"""
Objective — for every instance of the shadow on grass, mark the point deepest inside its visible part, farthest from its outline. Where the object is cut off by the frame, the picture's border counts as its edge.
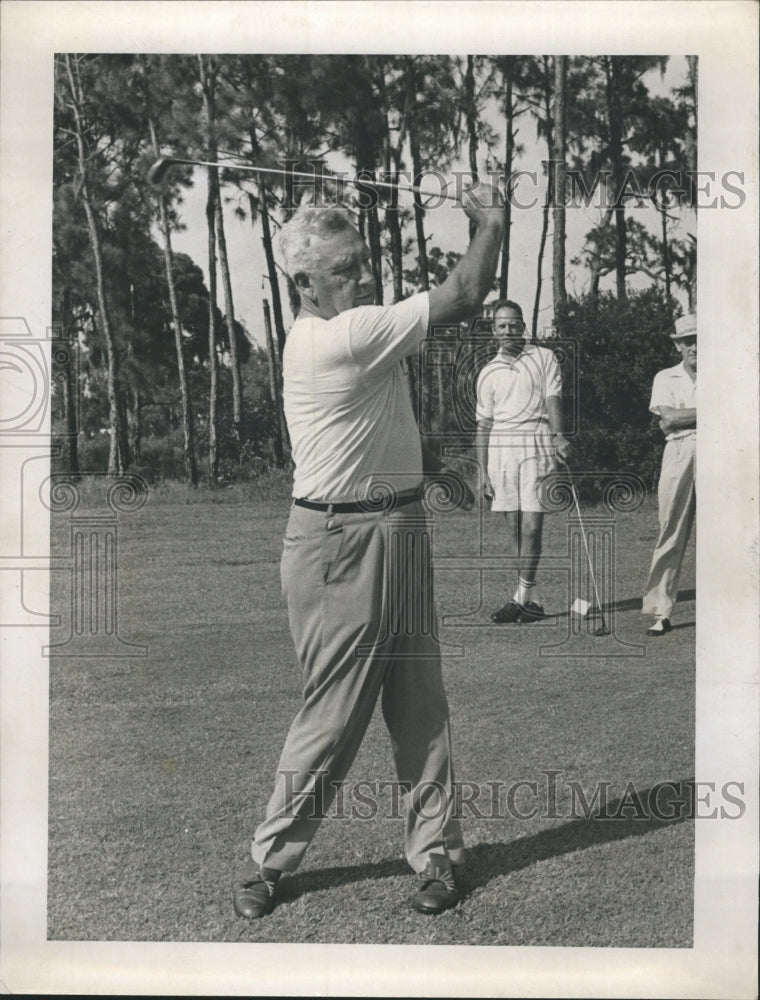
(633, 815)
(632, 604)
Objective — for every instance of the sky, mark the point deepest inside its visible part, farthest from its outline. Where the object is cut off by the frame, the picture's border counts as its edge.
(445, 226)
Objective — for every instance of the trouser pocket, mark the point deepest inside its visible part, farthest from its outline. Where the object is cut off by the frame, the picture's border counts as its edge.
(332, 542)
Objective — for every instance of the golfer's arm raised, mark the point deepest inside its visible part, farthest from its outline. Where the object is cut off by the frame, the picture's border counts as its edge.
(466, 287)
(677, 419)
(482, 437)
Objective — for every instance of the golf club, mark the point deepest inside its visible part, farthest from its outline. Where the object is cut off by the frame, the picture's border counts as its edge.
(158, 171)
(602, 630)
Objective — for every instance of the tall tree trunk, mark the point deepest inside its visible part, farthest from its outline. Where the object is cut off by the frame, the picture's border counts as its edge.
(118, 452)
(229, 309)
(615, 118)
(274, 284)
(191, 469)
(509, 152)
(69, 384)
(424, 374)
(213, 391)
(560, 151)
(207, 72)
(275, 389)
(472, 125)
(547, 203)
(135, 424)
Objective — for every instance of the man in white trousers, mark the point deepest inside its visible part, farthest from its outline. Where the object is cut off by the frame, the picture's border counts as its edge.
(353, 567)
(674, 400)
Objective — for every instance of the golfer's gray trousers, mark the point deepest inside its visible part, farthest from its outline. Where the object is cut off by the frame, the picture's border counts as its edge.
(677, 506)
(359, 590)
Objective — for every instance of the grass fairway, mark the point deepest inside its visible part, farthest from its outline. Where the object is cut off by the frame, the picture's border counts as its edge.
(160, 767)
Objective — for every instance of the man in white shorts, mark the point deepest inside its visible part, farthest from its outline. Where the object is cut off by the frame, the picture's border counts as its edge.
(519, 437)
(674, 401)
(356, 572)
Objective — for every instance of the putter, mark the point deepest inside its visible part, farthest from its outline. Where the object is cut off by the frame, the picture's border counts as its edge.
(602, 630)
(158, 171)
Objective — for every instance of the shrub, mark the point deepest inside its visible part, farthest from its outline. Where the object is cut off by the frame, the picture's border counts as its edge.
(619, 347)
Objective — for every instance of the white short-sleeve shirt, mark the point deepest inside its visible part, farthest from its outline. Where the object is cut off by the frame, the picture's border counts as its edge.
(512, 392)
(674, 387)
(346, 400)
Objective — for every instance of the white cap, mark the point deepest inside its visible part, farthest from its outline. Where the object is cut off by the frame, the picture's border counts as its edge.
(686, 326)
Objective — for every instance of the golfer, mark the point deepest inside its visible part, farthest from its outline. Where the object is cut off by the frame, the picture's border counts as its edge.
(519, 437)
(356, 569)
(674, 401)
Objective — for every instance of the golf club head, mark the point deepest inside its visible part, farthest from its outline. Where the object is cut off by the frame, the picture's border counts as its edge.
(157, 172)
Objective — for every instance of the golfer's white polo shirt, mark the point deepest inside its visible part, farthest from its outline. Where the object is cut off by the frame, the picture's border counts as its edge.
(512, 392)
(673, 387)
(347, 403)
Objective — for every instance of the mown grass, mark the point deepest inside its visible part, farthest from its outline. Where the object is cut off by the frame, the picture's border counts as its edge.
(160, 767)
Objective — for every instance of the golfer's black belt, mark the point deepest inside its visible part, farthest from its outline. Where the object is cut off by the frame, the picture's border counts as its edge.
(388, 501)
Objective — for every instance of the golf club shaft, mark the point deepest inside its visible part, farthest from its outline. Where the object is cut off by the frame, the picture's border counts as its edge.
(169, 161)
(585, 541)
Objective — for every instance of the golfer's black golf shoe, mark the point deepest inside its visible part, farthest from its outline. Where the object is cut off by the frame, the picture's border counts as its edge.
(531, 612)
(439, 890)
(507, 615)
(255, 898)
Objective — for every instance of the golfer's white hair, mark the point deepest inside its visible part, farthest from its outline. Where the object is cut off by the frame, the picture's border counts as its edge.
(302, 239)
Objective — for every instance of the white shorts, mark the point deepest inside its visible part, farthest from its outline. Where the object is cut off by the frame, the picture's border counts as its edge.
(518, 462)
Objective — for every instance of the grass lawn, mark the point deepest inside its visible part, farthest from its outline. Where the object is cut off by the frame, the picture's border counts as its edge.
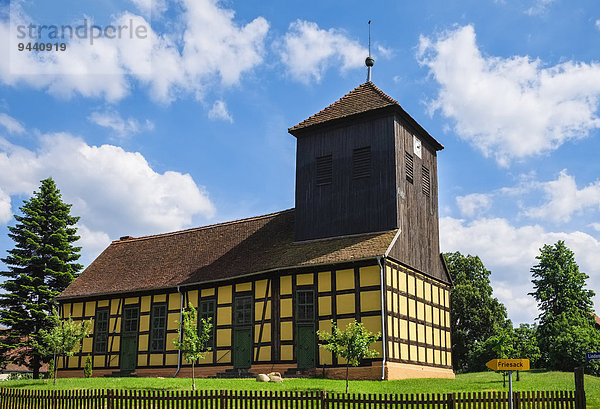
"""
## INSTRUCTIONS TO FOLLOW
From the listing above, print every entry precisely and drop the pictures.

## EXERCISE SOLUTION
Objective — for every instance of the shadow on grass, mark the point deepest inside its visible part, farthest from its outline. Where the object is cut off by the frame, the picture's border counts as its edge.
(633, 815)
(632, 604)
Objective — for every instance of the sky, mark the point deepest inside its visible part, farthest from its outline. Where the object is cut off by the frame, the picture's border counts as its edge.
(445, 226)
Objective — for every instance of the trouser pocket, mark the point deepest inside its visible part, farthest from its outline. Where the object is cut off by the frame, the picture's border counts as its edge.
(332, 542)
Objective — for every instance of the golfer's arm raised, mark the point deepest inside its visible part, farthest from its outline. Where the object is cut off by the frame, the picture's border counts as its edge.
(466, 287)
(677, 419)
(482, 437)
Objective — for every instance of the golf club, mark the point deepest inside its visible part, farthest from its outline. Where the object is cut off by the frame, the picture's border counts as its edge.
(158, 171)
(602, 630)
Objective — for every instance of the tall tree trunk, mark the point deepest inside its visible part, farthest from its outline. Where the object is cut off by the frame, the picture's border counts as its edge.
(118, 452)
(229, 309)
(615, 118)
(274, 284)
(191, 469)
(509, 152)
(69, 384)
(424, 374)
(213, 391)
(560, 151)
(207, 72)
(275, 389)
(472, 125)
(547, 203)
(135, 424)
Objective — for every instance of the man in white trousers, mark the point deepest inside its visible part, farthest from its outline. Where the object is cut off by the frame, the picture's border counts as its edge.
(353, 567)
(674, 400)
Objective — for every instance of the golfer's gray trousers, mark the point deepest inside its visible part, farthest from its outline. Where the object is cut off by the frame, the picture's border counts as its edge.
(677, 506)
(359, 590)
Objective — for every instance of the grass fairway, mark the point deepest inside its visible part, farthest from its outline. Where the object is cut off by the frame, the picture's border counts as its edge.
(160, 767)
Objective — for every instance of the man in white shorts, mark the point deepest inside its visible part, farthest from its outline. Where the object is cut off by the frame, the picture's border counts as its edge.
(519, 437)
(674, 401)
(356, 572)
Objective — for every instance of the putter, mark the point deepest inside its visible part, farthest from its outline. Where the object is cut off by the frame, the picture's border counts as its edge.
(602, 630)
(158, 171)
Objective — for every instance of the shrub, mark the point deepest inside its visible part, farthest from its outline. Where the object is cut off by the frame, the picture's border counts as its edge.
(619, 347)
Objective — for every instance of the white short-sleeve shirt, mark the point deepest inside its visible part, farthest from its outline. Where the object is cut off by the frame, the picture's border counts as its edge.
(512, 392)
(674, 387)
(346, 400)
Objective — for every instance of the white cap, mark the point deepest inside its visible part, farthest from its outline. Where the object is cut off by the frame, the picture's border counts as its edge.
(686, 326)
Objective — for every instance of the golfer, mark the point deepest inside its visible part, farthest from its outline. Where the object is cut off by the frame, the picture's border counts as its edge.
(519, 437)
(356, 569)
(674, 401)
Objective — for every instance of the golf club head, mark the point deepest inside its visible part, farthest from its outline. Where the object is cut off by the frame, the picture's border counts as its edge.
(157, 172)
Objective — for every instance of the golfer's white polo shirt, mark the point deepest inside its visible part, farthest from its outline. Where the object is cut off by the frame, the picture's border counts as its edge.
(512, 392)
(673, 387)
(347, 403)
Objective — for every instance of the mown grass, mark the point deepest inside its visible part, farthest from its outline. Where the object is cut off by the frame, the picture's border counts as its edge.
(160, 767)
Objective — for every instance of the golfer's black belt, mark the point deepest inside its visible part, farthest from its outline. Where the object is cut off by the frame, the picture's border counts as its edge.
(388, 501)
Objective — for every instance of the golf club shaft, mark the point deepest inside its visible part, farthest from its outline. Where the object is cut off by the frame, the picture's border counts as its edge.
(169, 161)
(585, 541)
Objective — for every instance of the golfer's black golf shoe, mark the point deepest inside its visible part, farthest from its outline. Where the object is cut off by the frame, the picture's border counts as its edge.
(531, 612)
(439, 890)
(507, 615)
(255, 898)
Objective — for every instance of the golfer's white hair, mark the point deepest inside its visible part, farthest from its outline. Where the object is cut off by the frame, the picture's border counts as its edge.
(302, 239)
Objective — for every instance of the white shorts, mark the point deepest inside its visible part, farthest from its outline. Where the object is cut off by the frame, the picture's border counts as its edge.
(518, 462)
Objective — for every instance of the grass lawn, mark the point deepest inside its visible part, farthest from its outline. Where the object is cut off by the frame, the picture's border counts as its edge.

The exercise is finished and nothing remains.